- A run of listing entries -
# # # #
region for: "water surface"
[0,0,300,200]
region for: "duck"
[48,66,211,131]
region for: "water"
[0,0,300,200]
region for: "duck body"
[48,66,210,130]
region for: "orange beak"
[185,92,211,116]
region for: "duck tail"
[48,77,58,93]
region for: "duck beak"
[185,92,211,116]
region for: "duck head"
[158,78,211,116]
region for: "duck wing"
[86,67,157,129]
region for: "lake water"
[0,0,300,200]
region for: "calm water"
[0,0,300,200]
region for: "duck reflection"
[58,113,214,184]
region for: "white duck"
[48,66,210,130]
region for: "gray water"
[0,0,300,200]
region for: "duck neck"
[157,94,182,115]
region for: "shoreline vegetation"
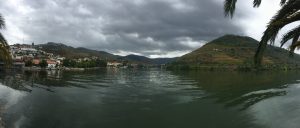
[166,64,300,72]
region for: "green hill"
[35,42,175,64]
[173,35,300,70]
[36,42,118,60]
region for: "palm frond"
[0,14,5,29]
[0,33,8,46]
[280,26,300,47]
[280,0,287,6]
[224,0,237,17]
[253,0,261,7]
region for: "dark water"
[0,69,300,128]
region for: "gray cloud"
[0,0,244,56]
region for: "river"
[0,69,300,128]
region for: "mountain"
[35,42,175,64]
[176,35,300,66]
[119,55,176,65]
[35,42,118,59]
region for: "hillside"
[177,35,300,65]
[118,55,177,64]
[35,42,175,64]
[36,42,118,59]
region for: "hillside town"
[6,43,147,70]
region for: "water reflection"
[0,69,300,128]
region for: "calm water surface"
[0,69,300,128]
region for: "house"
[32,59,40,65]
[47,60,57,69]
[107,61,123,67]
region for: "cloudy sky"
[0,0,288,58]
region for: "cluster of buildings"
[0,43,146,69]
[10,44,65,69]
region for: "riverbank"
[166,64,300,71]
[22,67,103,71]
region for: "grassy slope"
[178,35,300,65]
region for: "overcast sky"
[0,0,290,58]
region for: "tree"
[39,60,48,68]
[25,60,33,67]
[224,0,300,67]
[0,14,12,66]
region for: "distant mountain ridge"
[35,42,176,64]
[177,35,300,66]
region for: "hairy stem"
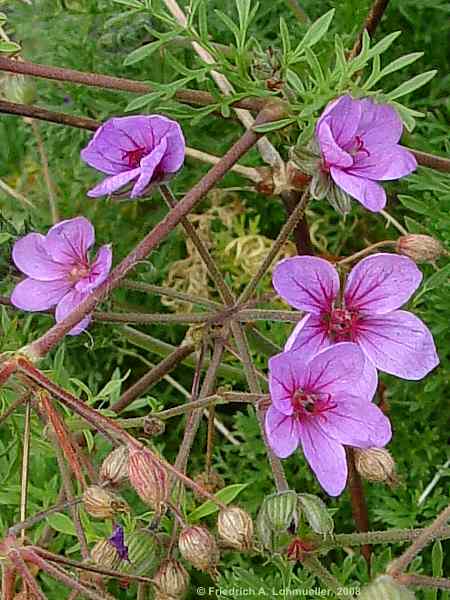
[111,344,195,413]
[349,0,389,58]
[347,448,372,567]
[0,57,265,112]
[24,102,281,359]
[387,506,450,577]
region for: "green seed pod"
[256,490,298,549]
[358,575,416,600]
[298,494,334,535]
[153,559,189,600]
[3,75,36,104]
[83,485,130,519]
[120,529,161,577]
[91,540,122,571]
[261,490,298,531]
[217,506,253,550]
[178,526,219,572]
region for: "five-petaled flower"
[11,217,112,335]
[81,115,185,198]
[265,342,391,496]
[316,96,417,212]
[273,253,439,381]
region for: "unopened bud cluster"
[178,526,219,574]
[217,506,253,550]
[100,446,128,486]
[354,448,396,485]
[83,485,130,519]
[128,448,169,513]
[396,234,446,263]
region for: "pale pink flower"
[11,217,112,335]
[273,253,439,381]
[265,342,391,496]
[316,96,417,212]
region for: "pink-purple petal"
[269,352,307,415]
[316,95,361,148]
[356,99,403,149]
[347,144,417,181]
[87,168,141,198]
[130,138,167,198]
[12,233,67,281]
[300,420,347,496]
[45,217,95,265]
[55,289,92,335]
[317,119,353,168]
[265,406,300,458]
[306,342,365,396]
[11,278,70,312]
[75,244,112,293]
[330,167,386,212]
[344,253,422,314]
[272,256,339,315]
[319,394,392,448]
[284,313,332,361]
[358,310,439,380]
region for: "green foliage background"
[0,0,450,600]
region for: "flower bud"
[256,490,298,549]
[298,494,334,535]
[128,448,169,513]
[261,490,298,531]
[217,506,253,550]
[144,416,166,437]
[83,485,130,519]
[395,233,446,263]
[153,559,189,600]
[121,529,161,577]
[3,74,36,104]
[91,540,122,571]
[178,526,219,572]
[355,448,396,485]
[358,575,416,600]
[100,446,128,485]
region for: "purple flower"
[273,253,439,381]
[265,342,391,496]
[316,96,417,212]
[11,217,112,335]
[81,115,185,198]
[108,525,130,562]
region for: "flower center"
[324,308,358,342]
[69,265,90,283]
[291,388,336,419]
[348,135,370,156]
[122,146,148,169]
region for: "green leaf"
[294,8,335,55]
[123,40,165,67]
[0,41,20,53]
[47,513,77,537]
[188,483,249,523]
[252,117,297,133]
[386,70,437,100]
[113,0,144,10]
[398,194,429,215]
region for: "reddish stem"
[0,57,265,112]
[24,104,283,359]
[347,448,372,569]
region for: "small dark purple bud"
[108,525,130,562]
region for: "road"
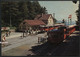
[2,33,44,52]
[2,31,80,56]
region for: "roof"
[34,14,51,20]
[24,20,45,26]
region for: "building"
[34,14,54,27]
[19,14,54,31]
[19,20,46,31]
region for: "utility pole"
[73,0,80,30]
[10,5,12,28]
[53,13,55,18]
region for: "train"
[47,25,75,44]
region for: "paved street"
[2,33,44,52]
[2,31,80,56]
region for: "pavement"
[2,31,80,56]
[6,32,22,39]
[2,33,45,52]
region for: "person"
[9,31,11,35]
[6,32,8,37]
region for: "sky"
[39,1,79,22]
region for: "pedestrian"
[1,35,6,46]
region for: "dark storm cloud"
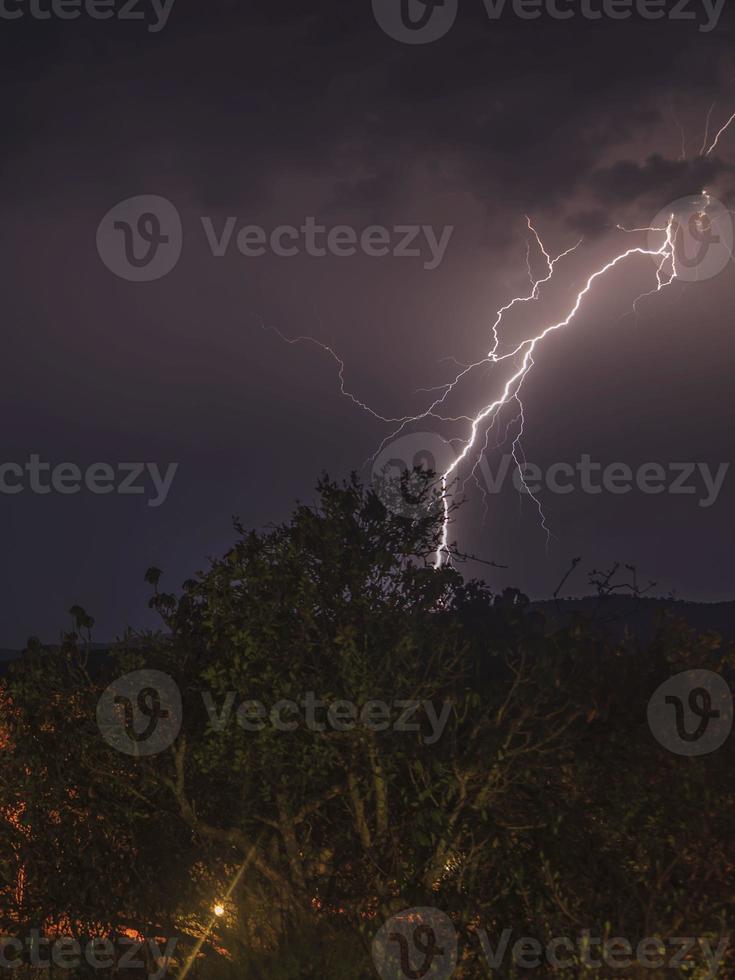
[566,208,611,238]
[590,154,735,206]
[0,0,735,645]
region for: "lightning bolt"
[263,104,735,569]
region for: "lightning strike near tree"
[263,104,735,568]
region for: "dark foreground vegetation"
[0,480,735,980]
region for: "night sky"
[0,0,735,647]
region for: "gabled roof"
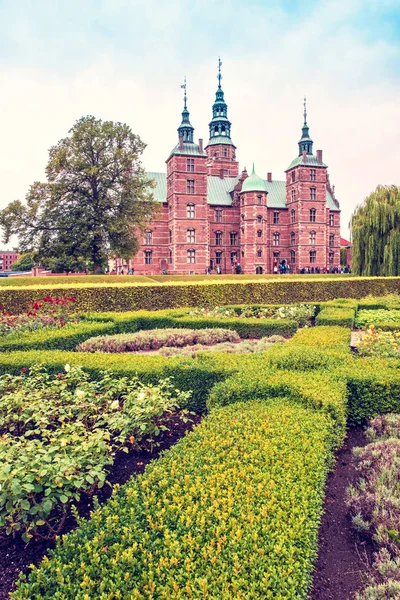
[147,173,340,211]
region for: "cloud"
[0,0,400,246]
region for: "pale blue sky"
[0,0,400,235]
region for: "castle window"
[215,208,222,223]
[229,231,237,246]
[186,229,196,244]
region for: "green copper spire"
[209,58,233,145]
[299,98,313,156]
[178,77,194,144]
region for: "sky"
[0,0,400,246]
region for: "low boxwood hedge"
[11,401,331,600]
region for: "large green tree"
[0,116,157,272]
[351,185,400,275]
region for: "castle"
[122,61,340,275]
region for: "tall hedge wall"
[0,276,400,313]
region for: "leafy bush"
[0,296,75,336]
[347,415,400,600]
[0,365,188,541]
[11,401,330,600]
[0,275,400,313]
[356,323,400,358]
[77,329,240,352]
[355,309,400,329]
[315,306,355,327]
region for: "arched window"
[186,229,196,244]
[186,203,196,219]
[229,231,237,246]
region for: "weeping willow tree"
[350,185,400,275]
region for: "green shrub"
[11,401,330,600]
[0,276,400,313]
[0,322,115,352]
[315,306,356,327]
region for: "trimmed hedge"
[11,401,331,600]
[0,277,400,314]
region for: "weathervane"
[181,75,186,110]
[217,56,222,89]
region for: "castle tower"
[286,99,329,272]
[240,165,270,273]
[206,59,239,177]
[166,78,210,274]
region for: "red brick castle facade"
[123,63,340,274]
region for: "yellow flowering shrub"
[11,400,331,600]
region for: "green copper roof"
[242,165,267,192]
[147,173,340,211]
[167,142,207,160]
[206,135,236,148]
[286,154,327,171]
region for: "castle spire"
[178,77,194,144]
[209,57,232,144]
[299,97,313,156]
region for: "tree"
# # # #
- The exercise -
Output the listing verbatim, beginning with its first line and stopping after the line that contains "[36,42,118,59]". Omit the pictures from your output.

- Task result -
region for: "water surface"
[0,0,300,200]
region for: "duck"
[48,66,211,131]
region for: "water"
[0,0,300,200]
region for: "duck body"
[48,66,210,130]
region for: "orange beak"
[185,92,211,116]
region for: "duck tail"
[48,77,58,93]
region for: "duck beak"
[185,92,211,116]
region for: "duck head"
[158,78,211,116]
region for: "duck wing"
[86,67,157,129]
region for: "lake water"
[0,0,300,200]
region for: "calm water"
[0,0,300,200]
region for: "duck reflection"
[58,113,214,184]
region for: "white duck"
[48,66,210,130]
region for: "gray water"
[0,0,300,200]
region for: "duck neck"
[157,94,182,115]
region for: "shoreline vegetation"
[166,64,300,72]
region for: "green hill"
[35,42,175,64]
[173,35,300,70]
[36,42,118,60]
region for: "palm frond"
[0,14,5,29]
[0,33,8,46]
[280,26,300,47]
[280,0,287,6]
[224,0,237,17]
[253,0,261,7]
region for: "dark water"
[0,69,300,128]
region for: "gray cloud"
[0,0,244,56]
region for: "river"
[0,69,300,128]
region for: "mountain"
[35,42,175,64]
[176,35,300,66]
[119,55,176,65]
[35,42,118,59]
region for: "hillside"
[177,35,300,65]
[118,55,177,64]
[35,42,175,64]
[36,42,118,59]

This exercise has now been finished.